[Records from a collection]
+ + + + +
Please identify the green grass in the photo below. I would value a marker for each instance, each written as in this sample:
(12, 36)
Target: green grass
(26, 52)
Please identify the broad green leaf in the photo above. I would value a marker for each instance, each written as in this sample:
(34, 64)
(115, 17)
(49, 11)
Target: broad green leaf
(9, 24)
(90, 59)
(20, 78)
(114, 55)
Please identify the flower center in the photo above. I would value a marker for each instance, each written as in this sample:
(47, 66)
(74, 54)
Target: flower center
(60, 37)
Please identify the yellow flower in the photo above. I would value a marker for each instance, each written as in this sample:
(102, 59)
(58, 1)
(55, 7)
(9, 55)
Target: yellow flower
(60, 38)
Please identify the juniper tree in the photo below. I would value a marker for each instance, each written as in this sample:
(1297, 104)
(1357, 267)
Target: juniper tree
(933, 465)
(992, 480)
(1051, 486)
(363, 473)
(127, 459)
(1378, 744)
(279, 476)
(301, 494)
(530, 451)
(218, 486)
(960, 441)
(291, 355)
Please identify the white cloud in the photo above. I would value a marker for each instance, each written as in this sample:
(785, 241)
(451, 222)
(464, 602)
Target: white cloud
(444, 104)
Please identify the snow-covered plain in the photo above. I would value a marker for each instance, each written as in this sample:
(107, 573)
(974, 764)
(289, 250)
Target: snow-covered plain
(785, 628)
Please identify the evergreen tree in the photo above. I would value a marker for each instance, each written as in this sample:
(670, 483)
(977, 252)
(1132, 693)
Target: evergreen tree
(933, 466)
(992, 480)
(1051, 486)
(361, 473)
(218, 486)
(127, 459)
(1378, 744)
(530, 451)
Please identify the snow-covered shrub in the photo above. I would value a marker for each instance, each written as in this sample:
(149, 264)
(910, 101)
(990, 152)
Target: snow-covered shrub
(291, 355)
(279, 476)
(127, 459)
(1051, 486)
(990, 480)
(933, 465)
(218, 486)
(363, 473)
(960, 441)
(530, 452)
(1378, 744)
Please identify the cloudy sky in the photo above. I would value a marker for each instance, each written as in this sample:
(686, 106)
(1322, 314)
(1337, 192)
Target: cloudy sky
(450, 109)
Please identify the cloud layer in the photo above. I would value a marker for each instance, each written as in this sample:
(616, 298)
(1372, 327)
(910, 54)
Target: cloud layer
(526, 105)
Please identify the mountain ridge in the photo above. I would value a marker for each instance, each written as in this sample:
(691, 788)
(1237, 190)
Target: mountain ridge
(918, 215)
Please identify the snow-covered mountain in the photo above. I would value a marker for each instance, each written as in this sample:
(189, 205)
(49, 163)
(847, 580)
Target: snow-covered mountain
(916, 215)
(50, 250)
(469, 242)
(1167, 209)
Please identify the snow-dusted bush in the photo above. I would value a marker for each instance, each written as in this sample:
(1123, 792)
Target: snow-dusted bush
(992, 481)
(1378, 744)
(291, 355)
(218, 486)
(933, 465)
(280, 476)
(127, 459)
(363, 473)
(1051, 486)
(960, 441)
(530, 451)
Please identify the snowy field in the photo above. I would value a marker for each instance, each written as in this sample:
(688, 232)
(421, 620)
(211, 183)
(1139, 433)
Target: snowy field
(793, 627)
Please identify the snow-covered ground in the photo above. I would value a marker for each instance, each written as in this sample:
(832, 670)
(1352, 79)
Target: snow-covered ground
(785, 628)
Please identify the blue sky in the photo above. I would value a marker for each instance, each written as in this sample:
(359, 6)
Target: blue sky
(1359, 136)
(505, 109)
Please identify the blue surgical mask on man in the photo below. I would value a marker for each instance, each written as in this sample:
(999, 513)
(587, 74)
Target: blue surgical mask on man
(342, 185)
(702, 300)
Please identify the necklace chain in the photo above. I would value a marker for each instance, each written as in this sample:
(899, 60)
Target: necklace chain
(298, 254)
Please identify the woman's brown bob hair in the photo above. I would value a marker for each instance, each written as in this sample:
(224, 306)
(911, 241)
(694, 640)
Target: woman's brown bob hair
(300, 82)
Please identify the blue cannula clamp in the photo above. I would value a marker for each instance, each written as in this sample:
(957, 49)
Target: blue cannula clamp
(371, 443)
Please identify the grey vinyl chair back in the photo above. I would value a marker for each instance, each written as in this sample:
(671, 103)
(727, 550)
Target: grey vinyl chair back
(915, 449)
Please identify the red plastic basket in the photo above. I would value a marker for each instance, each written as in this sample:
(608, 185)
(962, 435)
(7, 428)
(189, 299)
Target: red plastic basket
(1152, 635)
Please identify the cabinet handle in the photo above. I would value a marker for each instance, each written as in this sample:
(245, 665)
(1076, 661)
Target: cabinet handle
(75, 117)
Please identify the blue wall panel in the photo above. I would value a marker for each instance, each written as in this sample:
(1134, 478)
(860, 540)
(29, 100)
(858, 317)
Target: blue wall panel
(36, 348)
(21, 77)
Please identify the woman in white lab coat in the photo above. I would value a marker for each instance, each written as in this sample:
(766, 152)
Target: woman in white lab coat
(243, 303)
+ + + + +
■ What you will do ■
Write the listing out again, exactly as it reads.

■ Response for this exercise ■
Please identify the green grass in the photo below. I would value a marker for each instance, each written as in this sample:
(12, 36)
Target: green grass
(26, 52)
Please identify the broad green leaf in the photo above. I would value a marker for each instance, each written as in this sample:
(34, 64)
(115, 17)
(49, 11)
Target: broad green leaf
(9, 24)
(90, 59)
(20, 78)
(114, 55)
Please identify the flower center in the photo above. I would value a marker for each instance, each written as in this sample:
(47, 66)
(74, 54)
Target: flower center
(60, 37)
Please identify the yellow flower in the photo above. I would value a marker for each instance, each written as in this sample:
(102, 59)
(58, 1)
(55, 7)
(9, 55)
Target: yellow flower
(60, 38)
Please identify the juniper tree in the photo below. I would value a marker for each instance, each written as in this sample:
(1297, 104)
(1357, 267)
Target: juniper tree
(933, 465)
(992, 480)
(1051, 486)
(363, 473)
(127, 459)
(1378, 744)
(279, 476)
(301, 494)
(530, 451)
(218, 486)
(960, 441)
(291, 355)
Please identify the white cloud in the photo above. I would value a marker for each instance, each written as in this sample:
(785, 241)
(451, 222)
(464, 602)
Target: white cloud
(444, 104)
Please identify the snow-covered plain in the photo above. I would value a marker for each instance, each written as in this sample:
(107, 573)
(974, 764)
(289, 250)
Target: snow-covered plain
(785, 628)
Please identify the evergreen tree in the photo above. I would value a marker for each instance, each written as in this sample:
(670, 483)
(977, 252)
(1132, 693)
Target: evergreen tree
(933, 466)
(992, 480)
(1051, 486)
(361, 473)
(218, 486)
(127, 459)
(1378, 744)
(530, 451)
Please identify the snow-covered shrub in the photo above. I would value a marker for each instance, each written as in this sample:
(149, 264)
(910, 101)
(990, 152)
Target: snow-covered shrub
(291, 355)
(279, 476)
(127, 459)
(1051, 486)
(990, 480)
(933, 465)
(218, 486)
(363, 473)
(960, 441)
(530, 452)
(1378, 744)
Please identify the cloudy sky in the photo above. I would value a marker for each instance, each written as in this sample:
(686, 106)
(1322, 314)
(1337, 192)
Target: cloudy sky
(450, 109)
Please identify the cloud layer in the photo above. I would value a marker for each instance, each written as in this sample:
(616, 298)
(1372, 327)
(910, 54)
Target: cloud layer
(526, 105)
Please identify the mountain ridge in the photo above. I would value a marker for each instance, each written as in this sample:
(691, 788)
(1237, 190)
Target: mountain ridge
(918, 215)
Please identify the snow-covered mountain in the photo above. I would value a marker for each instance, each written as in this sample:
(189, 205)
(49, 163)
(847, 580)
Target: snow-covered mountain
(916, 215)
(50, 250)
(469, 242)
(1167, 209)
Please identify the snow-dusted bush in the photo above. I would value a marker for each instance, each written as in this sample:
(1123, 792)
Target: snow-dusted bush
(992, 481)
(1378, 744)
(291, 355)
(218, 486)
(933, 465)
(280, 476)
(127, 459)
(363, 473)
(1051, 486)
(960, 441)
(530, 451)
Please identify the snowy field in the photo above. I would value a marker for each instance, each written as in this sample:
(688, 232)
(421, 620)
(211, 183)
(1139, 433)
Target: snowy field
(793, 627)
Please identify the snow-covered ground in the photo above. I would value a marker for each instance, each written as in this sample:
(832, 670)
(1352, 79)
Target: snow-covered ground
(785, 628)
Please identify the blue sky in the photo above. I would value a marker for each instance, each written as in this sample:
(359, 6)
Target: blue sky
(1359, 136)
(505, 109)
Please identify the blue surgical mask on man in the photo below. I would value a marker for each instance, each written as in this sample:
(999, 513)
(587, 74)
Target: blue surgical mask on man
(342, 185)
(702, 300)
Please identify the necklace chain in the photo above. I would value a marker for each instance, each written as in this sample:
(899, 60)
Target: necklace chain
(298, 254)
Please identify the woman's brown bob hair in the photo above. I would value a marker for each instance, each written as in this sample:
(224, 306)
(911, 241)
(694, 640)
Target: woman's brown bob hair
(300, 82)
Please identify the blue cannula clamp in the photo above. I would value a marker for each instance, each written as in this sample:
(957, 49)
Target: blue cannula clamp
(371, 443)
Please identify the grey vinyl chair back in the photo above. I would value a marker for each instance, each written as in this sample:
(671, 103)
(727, 550)
Target: grey vinyl chair back
(915, 449)
Please identify the red plastic basket in the photo above. I would value a marker for each instance, each written as in this sample:
(608, 185)
(962, 435)
(7, 428)
(189, 299)
Target: red plastic basket
(1152, 635)
Please identify the cabinet handle in the photo above. I would value a marker for each instance, each written as in this sample:
(245, 665)
(1076, 661)
Target: cabinet handle
(75, 117)
Please identify the blue wall panel in the photo above. I would value a marker for each instance, each written as in this sample:
(1134, 478)
(860, 540)
(29, 100)
(858, 317)
Target: blue wall panel
(36, 348)
(21, 77)
Please identify the woman in white lab coat in the photo above. I would value a marker for each instance, each written as in this sample:
(766, 152)
Target: woman in white lab coat
(243, 303)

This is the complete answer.